» **GIVEN TASK A**
In the opening lines of the patch review excerpt, what question does the reviewer ask about the builtin, and what reason does the reviewer give for asking it?

But then the builtin returns information that can only apply to one
access. Which one?
> +
> + if (result != error_mark_node)
> + maybe_make_core_relo (src, kind);
> +
> + return expand_normal (result);
> }
> +
> gcc_unreachable ();
> }
>
> @@ -1259,17 +1406,29 @@ bpf_core_get_index (const tree node)
> __builtin_preserve_access_index. */
>
> static tree
> -bpf_core_newdecl (tree type)
> +bpf_core_newdecl (tree type, bool is_pai)
> {
> - tree rettype = build_function_type_list (type, type, NULL);
> + tree rettype;
> char name[80];
> - int len = snprintf (name, sizeof (name), "%s", "__builtin_pai_");
> + static unsigned long pai_count = 0;
> + static unsigned long pfi_count = 0;
>
> - static unsigned long cnt = 0;
> - len = snprintf (name + len, sizeof (name) - len, "%lu", cnt++);
> + if (is_pai)
> + {
> + rettype = build_function_type_list (type, type, NULL);
> + int len = snprintf (name, sizeof (name), "%s", "__builtin_pai_");
> + len = snprintf (name + len, sizeof (name) - len, "%lu", pai_count++);
> + }
> + else
> + {
> + rettype = build_function_type_list (unsigned_type_node, type,
> + unsigned_type_node, NULL);
> + int len = snprintf (name, sizeof (name), "%s", "__builtin_pfi_");
> + len = snprintf (name + len, sizeof (name) - len, "%lu", pfi_count++);
> + }
>
> - return add_builtin_function_ext_scope (name, rettype, -1, BUILT_IN_MD,
> NULL,
> - NULL_TREE);
> + return add_builtin_function_ext_scope (name, rettype, is_pai ? -1 : -2,
> + BUILT_IN_MD, NULL, NULL_TREE);
> }
>
> /* Return whether EXPR could access some aggregate data structure that
> @@ -1278,22 +1437,33 @@ bpf_core_newdecl (tree type)
> static int
> bpf_core_is_maybe_aggregate_access (tree expr)
> {
> - enum tree_code code = TREE_CODE (expr);
> - if (code == COMPONENT_REF || code == ARRAY_REF)
> - return 1;
> -
> - if (code == ADDR_EXPR)
> + switch (TREE_CODE (expr))
> + {
> + case COMPONENT_REF:
> + case BIT_FIELD_REF:
> + case ARRAY_REF:
> + case ARRAY_RANGE_REF:
> + return 1;
> + case ADDR_EXPR:
> + case NOP_EXPR:
> return bpf_core_is_maybe_aggregate_access (TREE_OPERAND (expr, 0));
> -
> + default:;
> + }
> return 0;
> }
>
> +struct core_walk_data {
> + location_t loc;
> + tree arg;
> +};
> +
> /* Callback function used with walk_tree from
> bpf_resolve_overloaded_builtin. */
>
> static tree
> bpf_core_walk (tree *tp, int *walk_subtrees, void *data)

(Named object pointing entries)
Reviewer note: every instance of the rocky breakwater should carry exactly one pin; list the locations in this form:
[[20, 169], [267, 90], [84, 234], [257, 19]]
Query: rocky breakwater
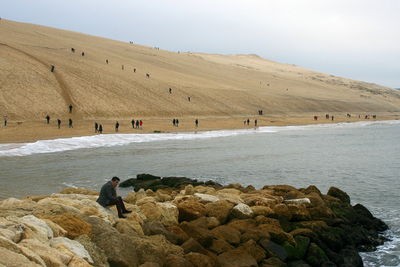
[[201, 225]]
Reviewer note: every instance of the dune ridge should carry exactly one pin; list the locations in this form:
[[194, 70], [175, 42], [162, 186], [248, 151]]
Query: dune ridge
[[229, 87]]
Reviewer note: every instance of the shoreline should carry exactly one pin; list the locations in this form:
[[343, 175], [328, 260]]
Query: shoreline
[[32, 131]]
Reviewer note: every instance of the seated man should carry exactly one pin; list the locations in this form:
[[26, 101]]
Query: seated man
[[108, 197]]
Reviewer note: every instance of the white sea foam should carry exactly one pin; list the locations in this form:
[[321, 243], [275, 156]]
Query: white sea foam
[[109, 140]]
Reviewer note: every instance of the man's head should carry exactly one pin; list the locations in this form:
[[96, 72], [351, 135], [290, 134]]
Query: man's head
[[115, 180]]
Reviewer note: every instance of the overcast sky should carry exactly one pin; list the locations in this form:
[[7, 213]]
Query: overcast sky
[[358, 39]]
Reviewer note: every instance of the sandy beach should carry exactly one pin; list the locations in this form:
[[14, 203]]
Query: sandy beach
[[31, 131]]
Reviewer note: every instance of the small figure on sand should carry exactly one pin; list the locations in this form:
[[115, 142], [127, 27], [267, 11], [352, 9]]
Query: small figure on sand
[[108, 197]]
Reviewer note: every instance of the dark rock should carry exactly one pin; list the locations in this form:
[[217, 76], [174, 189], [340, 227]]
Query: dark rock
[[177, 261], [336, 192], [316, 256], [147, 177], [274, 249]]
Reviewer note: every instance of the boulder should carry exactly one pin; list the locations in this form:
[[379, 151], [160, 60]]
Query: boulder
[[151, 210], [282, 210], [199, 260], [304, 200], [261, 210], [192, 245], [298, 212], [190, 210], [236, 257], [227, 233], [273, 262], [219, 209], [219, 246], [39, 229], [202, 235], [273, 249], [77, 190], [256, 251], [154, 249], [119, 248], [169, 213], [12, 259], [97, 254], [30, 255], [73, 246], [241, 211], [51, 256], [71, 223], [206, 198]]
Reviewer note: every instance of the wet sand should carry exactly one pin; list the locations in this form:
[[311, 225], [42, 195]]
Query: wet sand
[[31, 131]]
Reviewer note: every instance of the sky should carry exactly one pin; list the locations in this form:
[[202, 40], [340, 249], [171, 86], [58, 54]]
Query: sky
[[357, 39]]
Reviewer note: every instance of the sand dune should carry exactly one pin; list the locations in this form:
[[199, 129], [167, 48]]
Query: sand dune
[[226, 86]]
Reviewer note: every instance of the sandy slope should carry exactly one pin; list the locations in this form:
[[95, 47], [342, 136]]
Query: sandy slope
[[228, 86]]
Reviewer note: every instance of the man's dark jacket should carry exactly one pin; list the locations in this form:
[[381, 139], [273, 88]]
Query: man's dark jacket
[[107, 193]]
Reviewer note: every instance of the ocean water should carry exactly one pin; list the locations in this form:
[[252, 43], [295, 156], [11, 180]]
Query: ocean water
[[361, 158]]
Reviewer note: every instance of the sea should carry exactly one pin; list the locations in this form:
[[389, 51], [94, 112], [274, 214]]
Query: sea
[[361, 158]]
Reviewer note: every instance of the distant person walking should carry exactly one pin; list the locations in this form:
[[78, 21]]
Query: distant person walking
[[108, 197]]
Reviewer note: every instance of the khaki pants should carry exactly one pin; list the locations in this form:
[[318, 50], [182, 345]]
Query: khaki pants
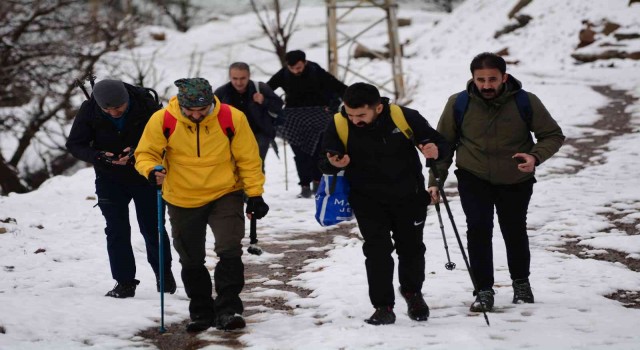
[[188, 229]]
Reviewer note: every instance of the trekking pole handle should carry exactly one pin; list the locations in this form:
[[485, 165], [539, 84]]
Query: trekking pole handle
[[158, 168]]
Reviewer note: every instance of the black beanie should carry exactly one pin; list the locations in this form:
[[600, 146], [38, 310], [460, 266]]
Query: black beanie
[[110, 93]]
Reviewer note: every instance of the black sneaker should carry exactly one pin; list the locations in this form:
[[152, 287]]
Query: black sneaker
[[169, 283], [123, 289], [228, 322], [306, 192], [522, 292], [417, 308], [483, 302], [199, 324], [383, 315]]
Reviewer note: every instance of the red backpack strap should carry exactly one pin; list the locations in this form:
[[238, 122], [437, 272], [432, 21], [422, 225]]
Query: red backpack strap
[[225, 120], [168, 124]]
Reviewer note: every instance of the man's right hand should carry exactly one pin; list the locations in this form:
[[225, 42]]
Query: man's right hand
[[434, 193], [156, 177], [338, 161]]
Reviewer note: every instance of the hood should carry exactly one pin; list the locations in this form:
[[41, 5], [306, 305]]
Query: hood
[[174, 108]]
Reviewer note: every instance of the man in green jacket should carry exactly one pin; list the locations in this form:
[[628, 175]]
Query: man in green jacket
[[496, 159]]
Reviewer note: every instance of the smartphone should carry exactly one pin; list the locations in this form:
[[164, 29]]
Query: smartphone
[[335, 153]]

...

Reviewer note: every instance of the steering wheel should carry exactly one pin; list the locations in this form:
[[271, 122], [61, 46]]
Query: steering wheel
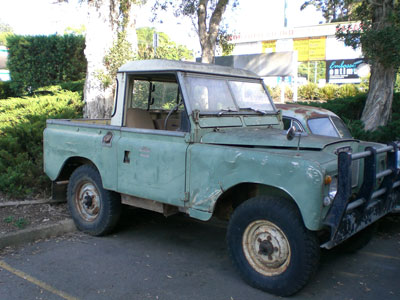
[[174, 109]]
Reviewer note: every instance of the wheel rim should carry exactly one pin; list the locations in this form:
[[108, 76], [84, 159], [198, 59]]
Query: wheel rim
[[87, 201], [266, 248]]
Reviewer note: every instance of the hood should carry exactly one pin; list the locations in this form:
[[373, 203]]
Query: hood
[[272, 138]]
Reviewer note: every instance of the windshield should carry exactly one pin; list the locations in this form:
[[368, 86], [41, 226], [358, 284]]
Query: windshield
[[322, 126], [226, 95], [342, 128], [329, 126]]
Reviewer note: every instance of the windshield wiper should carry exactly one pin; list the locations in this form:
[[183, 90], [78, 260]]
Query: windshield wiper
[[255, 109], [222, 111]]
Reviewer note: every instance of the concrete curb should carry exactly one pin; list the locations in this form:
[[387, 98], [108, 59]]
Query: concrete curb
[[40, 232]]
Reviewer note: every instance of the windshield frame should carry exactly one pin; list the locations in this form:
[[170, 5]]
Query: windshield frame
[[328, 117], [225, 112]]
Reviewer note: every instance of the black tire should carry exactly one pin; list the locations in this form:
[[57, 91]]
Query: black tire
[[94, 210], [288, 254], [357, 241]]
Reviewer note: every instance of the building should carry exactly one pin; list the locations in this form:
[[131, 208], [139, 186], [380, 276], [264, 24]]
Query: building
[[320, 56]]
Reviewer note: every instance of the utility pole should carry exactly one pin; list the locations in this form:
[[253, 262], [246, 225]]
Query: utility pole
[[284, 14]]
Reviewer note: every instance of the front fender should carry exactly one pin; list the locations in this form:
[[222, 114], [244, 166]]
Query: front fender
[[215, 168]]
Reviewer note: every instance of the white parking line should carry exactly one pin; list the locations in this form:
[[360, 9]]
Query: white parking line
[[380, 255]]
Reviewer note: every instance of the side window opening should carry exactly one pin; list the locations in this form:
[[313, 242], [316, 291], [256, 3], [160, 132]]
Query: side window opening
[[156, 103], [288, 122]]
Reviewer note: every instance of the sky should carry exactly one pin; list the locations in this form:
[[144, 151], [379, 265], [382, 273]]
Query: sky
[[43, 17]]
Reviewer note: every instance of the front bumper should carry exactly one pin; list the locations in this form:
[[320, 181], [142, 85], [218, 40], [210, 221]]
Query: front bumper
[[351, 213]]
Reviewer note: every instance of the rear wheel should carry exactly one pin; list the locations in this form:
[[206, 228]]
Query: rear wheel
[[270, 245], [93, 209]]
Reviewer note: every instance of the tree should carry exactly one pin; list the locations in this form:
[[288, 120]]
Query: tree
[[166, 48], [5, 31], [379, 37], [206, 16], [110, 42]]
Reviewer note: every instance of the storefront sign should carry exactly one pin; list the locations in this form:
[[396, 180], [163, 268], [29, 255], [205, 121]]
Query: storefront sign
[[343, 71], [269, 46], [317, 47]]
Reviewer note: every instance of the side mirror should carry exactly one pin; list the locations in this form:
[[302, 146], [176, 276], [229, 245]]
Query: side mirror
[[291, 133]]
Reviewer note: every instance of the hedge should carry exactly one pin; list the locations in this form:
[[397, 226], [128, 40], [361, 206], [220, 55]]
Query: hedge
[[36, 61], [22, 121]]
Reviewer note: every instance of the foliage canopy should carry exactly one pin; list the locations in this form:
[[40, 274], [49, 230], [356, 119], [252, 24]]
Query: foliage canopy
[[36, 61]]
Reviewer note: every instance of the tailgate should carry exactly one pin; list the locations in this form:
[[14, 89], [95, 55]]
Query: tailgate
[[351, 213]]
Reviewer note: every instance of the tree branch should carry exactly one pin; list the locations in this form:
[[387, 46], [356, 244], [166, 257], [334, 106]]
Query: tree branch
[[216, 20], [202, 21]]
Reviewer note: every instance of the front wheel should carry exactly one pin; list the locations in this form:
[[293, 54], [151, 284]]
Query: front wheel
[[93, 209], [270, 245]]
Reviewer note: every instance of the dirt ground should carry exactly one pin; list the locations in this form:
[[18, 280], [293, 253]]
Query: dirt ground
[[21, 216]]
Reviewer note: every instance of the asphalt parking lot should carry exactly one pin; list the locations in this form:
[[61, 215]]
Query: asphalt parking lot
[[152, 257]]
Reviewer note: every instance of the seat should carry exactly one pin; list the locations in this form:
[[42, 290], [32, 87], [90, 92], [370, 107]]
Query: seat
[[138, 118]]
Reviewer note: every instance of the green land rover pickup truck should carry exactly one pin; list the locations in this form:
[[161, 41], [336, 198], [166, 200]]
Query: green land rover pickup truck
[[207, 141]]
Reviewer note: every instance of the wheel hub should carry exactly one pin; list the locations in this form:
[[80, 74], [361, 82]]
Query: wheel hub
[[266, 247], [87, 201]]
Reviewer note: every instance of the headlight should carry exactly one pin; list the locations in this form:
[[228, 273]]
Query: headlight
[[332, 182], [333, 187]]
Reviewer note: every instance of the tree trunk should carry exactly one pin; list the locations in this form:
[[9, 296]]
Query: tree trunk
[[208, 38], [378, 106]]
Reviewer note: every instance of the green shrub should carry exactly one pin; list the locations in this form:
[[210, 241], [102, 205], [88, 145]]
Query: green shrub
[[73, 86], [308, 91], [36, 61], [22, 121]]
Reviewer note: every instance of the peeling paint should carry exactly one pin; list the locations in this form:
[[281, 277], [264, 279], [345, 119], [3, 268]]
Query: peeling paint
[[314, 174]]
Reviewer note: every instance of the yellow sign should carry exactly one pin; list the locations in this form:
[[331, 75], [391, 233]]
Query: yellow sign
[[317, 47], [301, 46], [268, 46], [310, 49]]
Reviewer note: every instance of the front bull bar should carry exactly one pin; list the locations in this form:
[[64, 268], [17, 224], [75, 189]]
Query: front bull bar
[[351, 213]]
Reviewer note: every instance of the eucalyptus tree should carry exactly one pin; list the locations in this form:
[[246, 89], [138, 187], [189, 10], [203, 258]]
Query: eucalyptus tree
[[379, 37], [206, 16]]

» **GIVEN TASK B**
Copy out the records exactly, from the line with "Reviewer note: every instance of the black tire" to the line with "[[270, 245], [93, 209]]", including both of those lines.

» **EXERCISE RESPONSE A**
The reviewer asks which access the builtin's information is about. The reason is that the builtin returns information that can only apply to one access.

» **EXERCISE RESPONSE B**
Reviewer note: every instance of the black tire should carry exactly one pin; list the locations in this form:
[[57, 91]]
Query: black tire
[[94, 210], [288, 254], [357, 241]]
Reviewer note: every instance of the building should carry exactly one pin; list the locations in this form:
[[131, 208], [139, 186], [380, 276], [264, 24]]
Query: building
[[320, 56]]
Reviewer note: every instance of the utility pole should carry exactly one pin; list the locations in this form:
[[253, 262], [246, 225]]
Query: utility pole
[[284, 14]]
Reviewer note: every instance of the front fender should carry exactly one pin; list the locations in this form:
[[222, 114], [244, 166]]
Query: front fender
[[215, 168]]
Reviewer note: every instance of the white parking line should carry exactly one pin; list the locations in this form:
[[360, 9]]
Query: white parking line
[[380, 255]]
Reviewer note: every instance of the side window opening should carry exactly one pin; list the locations in this form:
[[313, 242], [316, 291], [256, 3], [160, 132]]
Query: side window opening
[[156, 103], [288, 122]]
Reviewer note: every instance of the sky should carry exactly one pin; list the locations in this form:
[[144, 151], [379, 265], [382, 273]]
Query: sky
[[43, 17]]
Reviewer note: every instance of the front bumper should carry exactly one pin; list the locations in this form:
[[320, 181], [142, 85], [218, 40], [210, 221]]
Query: front bumper
[[351, 213]]
Reviewer note: every instance of the rear wheel should carry exactly one pin; list the locations in this form:
[[206, 228]]
Query: rear wheel
[[270, 245], [93, 209]]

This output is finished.